_The tasks_:
a) Repeat, word for word, the part of the post on interactive web pages that opens with the words containing "Thats all quite" and closes with "do with it?".
b) Pick out each line of the records that contains the word "cactus" and copy every such line.

_Document extract_:
--
Thats all quite deep for a fun html toy I know; but the thing is that it needs to be; interaction is powerful
thank you for your questions! i don't think they're too deep for the topic; they really get at the heart of something that i'm thinking about, but maybe only hinted at in my post. now that i have access to a tool that gets me over my big technical hurdle,
what should i do with it?
the idea of letting visitors arrange things on a page together is exciting to me, but what combination of things can i offer them that would feel meaningful? let's say i let everyone rearrange the images on my homepage. right now, things are tidy, with images carefully placed on the desk and on bookshelves. i can only really imagine two things happening: visitors scattering the images to make a "mess" and others (maybe even me) putting them back in place to tidy it up again. there is some tension between the two states, but is that tension interesting? in both cases, it feels more like a way for the visitor to interact with
me and my ideal vision of the page, instead of a way to interact with
each other. maybe it would be very satisfying for someone who is angry with me to "throw" my digital belongings (do they belong to me? another question) on the floor, but i don't think that's something i'd like to encourage.
--
_Excerpted data_:
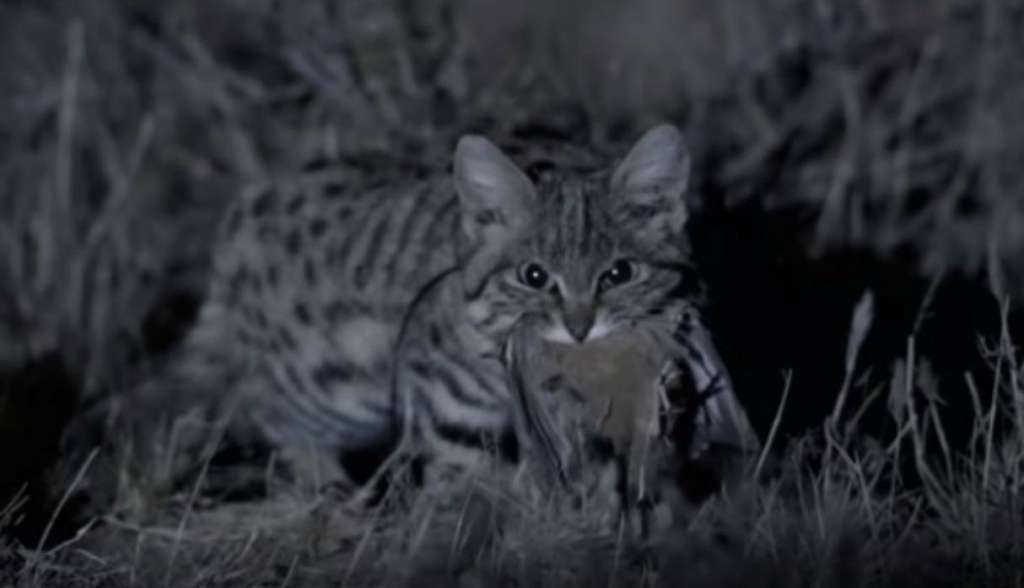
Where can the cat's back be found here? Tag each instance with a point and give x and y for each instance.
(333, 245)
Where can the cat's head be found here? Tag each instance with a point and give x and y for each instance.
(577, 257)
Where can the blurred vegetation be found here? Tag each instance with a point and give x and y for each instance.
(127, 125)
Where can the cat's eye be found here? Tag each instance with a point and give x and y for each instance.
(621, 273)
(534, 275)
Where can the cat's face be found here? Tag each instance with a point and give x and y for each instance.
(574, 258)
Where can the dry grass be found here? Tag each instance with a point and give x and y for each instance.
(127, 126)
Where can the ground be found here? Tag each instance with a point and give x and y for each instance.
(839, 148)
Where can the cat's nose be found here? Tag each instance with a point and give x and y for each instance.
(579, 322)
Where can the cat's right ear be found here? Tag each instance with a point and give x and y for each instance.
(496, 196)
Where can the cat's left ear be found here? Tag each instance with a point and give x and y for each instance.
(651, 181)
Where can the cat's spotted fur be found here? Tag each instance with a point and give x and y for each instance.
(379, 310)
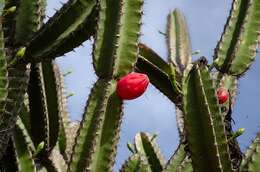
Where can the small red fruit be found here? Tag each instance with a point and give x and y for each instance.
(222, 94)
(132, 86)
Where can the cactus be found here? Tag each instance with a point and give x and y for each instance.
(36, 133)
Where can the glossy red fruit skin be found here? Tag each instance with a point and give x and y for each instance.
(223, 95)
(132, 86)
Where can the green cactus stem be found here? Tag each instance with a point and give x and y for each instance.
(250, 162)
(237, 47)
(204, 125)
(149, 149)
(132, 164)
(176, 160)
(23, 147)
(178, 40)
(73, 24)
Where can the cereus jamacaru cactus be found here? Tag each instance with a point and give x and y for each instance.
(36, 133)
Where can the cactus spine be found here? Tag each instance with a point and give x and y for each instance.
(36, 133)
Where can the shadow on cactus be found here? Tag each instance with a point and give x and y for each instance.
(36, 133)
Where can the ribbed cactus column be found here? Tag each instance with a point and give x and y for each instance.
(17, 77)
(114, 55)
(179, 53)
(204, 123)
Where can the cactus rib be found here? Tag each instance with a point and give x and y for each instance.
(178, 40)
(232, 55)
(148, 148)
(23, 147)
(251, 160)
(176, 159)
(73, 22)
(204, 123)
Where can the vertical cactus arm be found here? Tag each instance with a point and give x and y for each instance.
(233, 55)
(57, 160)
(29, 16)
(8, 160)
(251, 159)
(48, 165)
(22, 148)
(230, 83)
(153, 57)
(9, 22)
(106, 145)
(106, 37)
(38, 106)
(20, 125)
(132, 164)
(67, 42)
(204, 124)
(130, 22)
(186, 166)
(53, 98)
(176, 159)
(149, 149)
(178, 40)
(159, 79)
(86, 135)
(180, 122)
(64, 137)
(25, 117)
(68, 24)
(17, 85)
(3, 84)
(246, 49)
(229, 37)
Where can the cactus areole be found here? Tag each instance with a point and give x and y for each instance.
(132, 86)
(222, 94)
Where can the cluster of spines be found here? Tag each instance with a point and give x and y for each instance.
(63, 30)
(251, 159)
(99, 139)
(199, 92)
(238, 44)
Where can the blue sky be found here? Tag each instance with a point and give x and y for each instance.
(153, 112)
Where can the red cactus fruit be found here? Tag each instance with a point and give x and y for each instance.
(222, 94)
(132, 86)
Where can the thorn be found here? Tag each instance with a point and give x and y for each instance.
--
_Results_:
a)
Thats all quite deep for a fun html toy I know; but the thing is that it needs to be; interaction is powerful
thank you for your questions! i don't think they're too deep for the topic; they really get at the heart of something that i'm thinking about, but maybe only hinted at in my post. now that i have access to a tool that gets me over my big technical hurdle,
what should i do with it?

b)
Where can the cactus be found here? Tag each instance with a point and give x and y for each instance.
Where can the green cactus stem be found here? Tag each instance with a point and give x and y for each instance.
Where can the cereus jamacaru cactus be found here? Tag each instance with a point and give x and y for each instance.
Where can the cactus spine be found here? Tag each instance with a point and give x and y for each instance.
Where can the shadow on cactus be found here? Tag each instance with a point and give x and y for each instance.
Where can the ribbed cactus column be found here? Tag each instance with a point and give x and y for each instance.
Where can the cactus rib be found here? Tag each instance with a point and give x and y for each instance.
Where can the vertical cactus arm be found here? Tag each instance with a point and give x and y for each instance.
Where can the cactus areole be found here? Tag each instance with a point and give x and y for each instance.
Where can the red cactus fruit be found here? Tag each instance with a point and give x and y for each instance.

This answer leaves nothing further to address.